→ **Requirement**: Could you output the passage of the TradAI error handling guide starting at "SQS + DLQ -- FIFO" and ending at "ones (ValidationError, NotFoundError).", copied word for word?

— Begin Selected passage —

TradAI Error Handling & Resilience¶

Version: 1.0.0 | Date: 2026-03-28 | Status: CURRENT

1. TL;DR¶

TradAI uses a layered error handling strategy spanning application code, AWS infrastructure, and workflow orchestration:

Application layer -- with_retry decorator with exponential backoff and configurable RetryConfig (max attempts, backoff factor, delay caps). A CircuitBreaker prevents cascading failures by transitioning through CLOSED / OPEN / HALF_OPEN states.
Unified policy -- ResiliencePolicy combines retry + circuit breaker into a single decorator (@policy.protect) with presets for HTTP, database, and external API use cases.
SQS + DLQ -- FIFO queues with maxReceiveCount: 3 and 14-day DLQ retention. Lambda consumers return batchItemFailures for partial-batch retry.
Step Functions -- Every state has Retry blocks for transient Lambda errors and Catch blocks that route to UpdateStatusFailed / CleanupResources / NotifyFailure.
Exception hierarchy -- All errors descend from TradAIError. Retriable exceptions (ExternalServiceError and subclasses) are separated from non-retriable ones (ValidationError, NotFoundError).

Golden rule

Never catch Exception broadly. Retry only ExternalServiceError subtypes. Let ValidationError and ConfigurationError fail fast.

2. Retry Patterns¶

2.1 Decision Flow¶

flowchart TD
    A[Call function] --> B{Exception raised?}
    B -- No --> C[Return result]
    B -- Yes --> D{Is exception retriable?}
    D -- No --> E[Raise immediately]
    D -- Yes --> F{Attempts remaining?}
    F -- No --> G[Log exhaustion & raise last exception]
    F -- Yes --> H[Call on_retry callback]
    H --> I[Log warning with attempt/delay]
    I --> J[Sleep: delay * backoff_factor]
    J --> K[Cap delay at max_delay]
    K --> A

2.2 RetryConfig Fields¶

Field	Type	Default	Description
`max_attempts`	`int`	`3`	Total attempts (first call + retries)

— End Selected passage —
— Begin Extracted data —

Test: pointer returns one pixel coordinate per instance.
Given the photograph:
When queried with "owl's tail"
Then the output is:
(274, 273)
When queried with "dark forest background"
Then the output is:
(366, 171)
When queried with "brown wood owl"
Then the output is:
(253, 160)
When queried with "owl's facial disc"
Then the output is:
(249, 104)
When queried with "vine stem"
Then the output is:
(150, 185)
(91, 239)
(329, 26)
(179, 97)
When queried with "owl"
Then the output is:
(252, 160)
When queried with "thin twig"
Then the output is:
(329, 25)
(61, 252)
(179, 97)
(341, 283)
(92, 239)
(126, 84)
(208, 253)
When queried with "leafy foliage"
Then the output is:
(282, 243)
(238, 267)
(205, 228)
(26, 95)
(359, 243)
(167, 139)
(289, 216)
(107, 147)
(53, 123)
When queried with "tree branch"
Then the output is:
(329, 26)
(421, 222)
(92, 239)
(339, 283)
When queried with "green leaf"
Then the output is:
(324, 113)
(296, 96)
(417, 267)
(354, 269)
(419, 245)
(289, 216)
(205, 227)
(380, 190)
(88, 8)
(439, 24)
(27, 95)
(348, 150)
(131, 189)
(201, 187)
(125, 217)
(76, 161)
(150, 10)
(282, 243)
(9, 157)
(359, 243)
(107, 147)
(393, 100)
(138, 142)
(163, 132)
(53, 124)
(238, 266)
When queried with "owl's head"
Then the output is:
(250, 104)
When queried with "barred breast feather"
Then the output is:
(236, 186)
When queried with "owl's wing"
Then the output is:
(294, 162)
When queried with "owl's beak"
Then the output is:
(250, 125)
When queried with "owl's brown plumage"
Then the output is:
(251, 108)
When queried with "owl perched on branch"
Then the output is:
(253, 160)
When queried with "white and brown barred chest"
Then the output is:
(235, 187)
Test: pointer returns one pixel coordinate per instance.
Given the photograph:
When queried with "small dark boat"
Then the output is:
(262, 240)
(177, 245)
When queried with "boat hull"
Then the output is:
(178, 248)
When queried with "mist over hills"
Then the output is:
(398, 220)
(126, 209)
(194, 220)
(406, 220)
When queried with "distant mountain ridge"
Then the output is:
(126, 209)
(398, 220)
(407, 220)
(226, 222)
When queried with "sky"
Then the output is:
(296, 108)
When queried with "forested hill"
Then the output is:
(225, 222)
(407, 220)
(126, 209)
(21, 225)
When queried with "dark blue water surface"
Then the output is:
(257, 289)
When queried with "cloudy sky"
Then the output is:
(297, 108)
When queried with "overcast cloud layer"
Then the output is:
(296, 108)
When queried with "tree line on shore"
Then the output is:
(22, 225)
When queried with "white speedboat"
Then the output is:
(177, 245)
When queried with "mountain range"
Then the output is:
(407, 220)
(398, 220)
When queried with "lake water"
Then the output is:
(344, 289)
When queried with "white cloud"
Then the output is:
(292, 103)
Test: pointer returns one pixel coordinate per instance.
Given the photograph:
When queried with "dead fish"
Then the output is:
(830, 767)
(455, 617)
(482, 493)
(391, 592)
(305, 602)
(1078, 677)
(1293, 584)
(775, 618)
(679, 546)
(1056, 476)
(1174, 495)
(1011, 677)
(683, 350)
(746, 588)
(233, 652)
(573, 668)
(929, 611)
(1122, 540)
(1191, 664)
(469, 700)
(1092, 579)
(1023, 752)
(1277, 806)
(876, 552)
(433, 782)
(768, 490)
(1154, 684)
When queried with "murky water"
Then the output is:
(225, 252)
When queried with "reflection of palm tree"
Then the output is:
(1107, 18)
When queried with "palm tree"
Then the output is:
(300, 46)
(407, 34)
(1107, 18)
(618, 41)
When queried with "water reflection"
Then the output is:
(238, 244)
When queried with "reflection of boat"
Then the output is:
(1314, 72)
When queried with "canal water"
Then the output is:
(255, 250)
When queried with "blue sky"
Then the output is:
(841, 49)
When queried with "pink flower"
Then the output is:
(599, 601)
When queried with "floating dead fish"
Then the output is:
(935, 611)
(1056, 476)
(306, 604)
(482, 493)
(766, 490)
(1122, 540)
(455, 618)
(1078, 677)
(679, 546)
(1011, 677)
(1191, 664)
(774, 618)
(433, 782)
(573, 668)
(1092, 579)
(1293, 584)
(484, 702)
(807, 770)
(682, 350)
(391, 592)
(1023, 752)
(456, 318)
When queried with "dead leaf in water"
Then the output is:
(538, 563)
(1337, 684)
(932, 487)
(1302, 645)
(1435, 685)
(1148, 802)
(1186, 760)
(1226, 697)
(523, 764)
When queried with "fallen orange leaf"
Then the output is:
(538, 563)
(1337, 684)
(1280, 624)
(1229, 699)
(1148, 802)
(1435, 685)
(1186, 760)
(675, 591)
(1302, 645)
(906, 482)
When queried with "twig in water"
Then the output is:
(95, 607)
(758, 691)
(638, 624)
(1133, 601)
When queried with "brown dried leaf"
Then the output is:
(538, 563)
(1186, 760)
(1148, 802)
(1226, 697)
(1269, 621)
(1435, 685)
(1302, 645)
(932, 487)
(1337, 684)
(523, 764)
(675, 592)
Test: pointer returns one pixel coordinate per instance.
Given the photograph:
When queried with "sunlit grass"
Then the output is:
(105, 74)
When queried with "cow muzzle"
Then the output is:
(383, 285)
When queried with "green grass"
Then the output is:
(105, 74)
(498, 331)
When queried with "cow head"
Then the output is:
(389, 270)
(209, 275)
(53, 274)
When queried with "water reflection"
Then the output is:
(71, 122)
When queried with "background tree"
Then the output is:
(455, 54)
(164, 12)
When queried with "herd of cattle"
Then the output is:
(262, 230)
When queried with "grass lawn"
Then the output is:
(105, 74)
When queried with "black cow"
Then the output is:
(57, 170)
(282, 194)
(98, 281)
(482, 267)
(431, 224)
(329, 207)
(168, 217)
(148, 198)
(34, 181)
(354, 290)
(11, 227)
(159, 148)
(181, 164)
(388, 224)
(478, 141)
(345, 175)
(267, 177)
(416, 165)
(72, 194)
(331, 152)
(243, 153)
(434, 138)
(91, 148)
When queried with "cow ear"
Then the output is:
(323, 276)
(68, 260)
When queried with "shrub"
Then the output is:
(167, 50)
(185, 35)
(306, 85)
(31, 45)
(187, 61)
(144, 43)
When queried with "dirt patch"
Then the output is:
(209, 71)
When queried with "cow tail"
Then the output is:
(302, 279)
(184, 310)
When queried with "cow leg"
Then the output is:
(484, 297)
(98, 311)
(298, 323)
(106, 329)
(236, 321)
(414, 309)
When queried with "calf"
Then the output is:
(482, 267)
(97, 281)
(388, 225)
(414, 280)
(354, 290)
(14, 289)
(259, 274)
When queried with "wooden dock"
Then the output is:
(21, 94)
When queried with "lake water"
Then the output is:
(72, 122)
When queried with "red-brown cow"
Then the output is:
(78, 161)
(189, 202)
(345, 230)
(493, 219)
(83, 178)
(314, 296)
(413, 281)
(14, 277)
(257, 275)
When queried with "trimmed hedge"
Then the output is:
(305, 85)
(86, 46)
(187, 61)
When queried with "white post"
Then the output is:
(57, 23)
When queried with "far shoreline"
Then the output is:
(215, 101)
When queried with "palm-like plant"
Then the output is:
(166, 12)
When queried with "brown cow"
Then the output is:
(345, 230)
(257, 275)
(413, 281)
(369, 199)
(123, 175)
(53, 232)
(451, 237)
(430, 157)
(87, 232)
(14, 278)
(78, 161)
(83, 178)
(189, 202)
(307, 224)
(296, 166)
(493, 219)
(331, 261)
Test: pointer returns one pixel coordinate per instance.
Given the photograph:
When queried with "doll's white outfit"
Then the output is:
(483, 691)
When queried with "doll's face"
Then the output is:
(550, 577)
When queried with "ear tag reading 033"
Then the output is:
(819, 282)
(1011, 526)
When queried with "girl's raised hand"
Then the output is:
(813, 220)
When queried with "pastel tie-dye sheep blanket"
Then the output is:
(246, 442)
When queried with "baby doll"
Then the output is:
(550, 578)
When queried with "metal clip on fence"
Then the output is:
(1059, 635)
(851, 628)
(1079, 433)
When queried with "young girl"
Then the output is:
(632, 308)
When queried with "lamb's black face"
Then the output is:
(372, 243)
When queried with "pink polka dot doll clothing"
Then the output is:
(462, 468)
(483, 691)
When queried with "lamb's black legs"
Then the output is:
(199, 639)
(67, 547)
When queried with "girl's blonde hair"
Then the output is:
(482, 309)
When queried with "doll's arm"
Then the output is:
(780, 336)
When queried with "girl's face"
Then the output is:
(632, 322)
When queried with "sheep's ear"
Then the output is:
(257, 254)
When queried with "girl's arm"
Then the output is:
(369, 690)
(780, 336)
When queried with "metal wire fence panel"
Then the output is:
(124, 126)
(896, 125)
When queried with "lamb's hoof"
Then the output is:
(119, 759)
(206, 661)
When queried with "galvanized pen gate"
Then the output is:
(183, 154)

— End Extracted data —

→ **Worked solution**:
SQS + DLQ -- FIFO queues with maxReceiveCount: 3 and 14-day DLQ retention. Lambda consumers return batchItemFailures for partial-batch retry.
Step Functions -- Every state has Retry blocks for transient Lambda errors and Catch blocks that route to UpdateStatusFailed / CleanupResources / NotifyFailure.
Exception hierarchy -- All errors descend from TradAIError. Retriable exceptions (ExternalServiceError and subclasses) are separated from non-retriable ones (ValidationError, NotFoundError).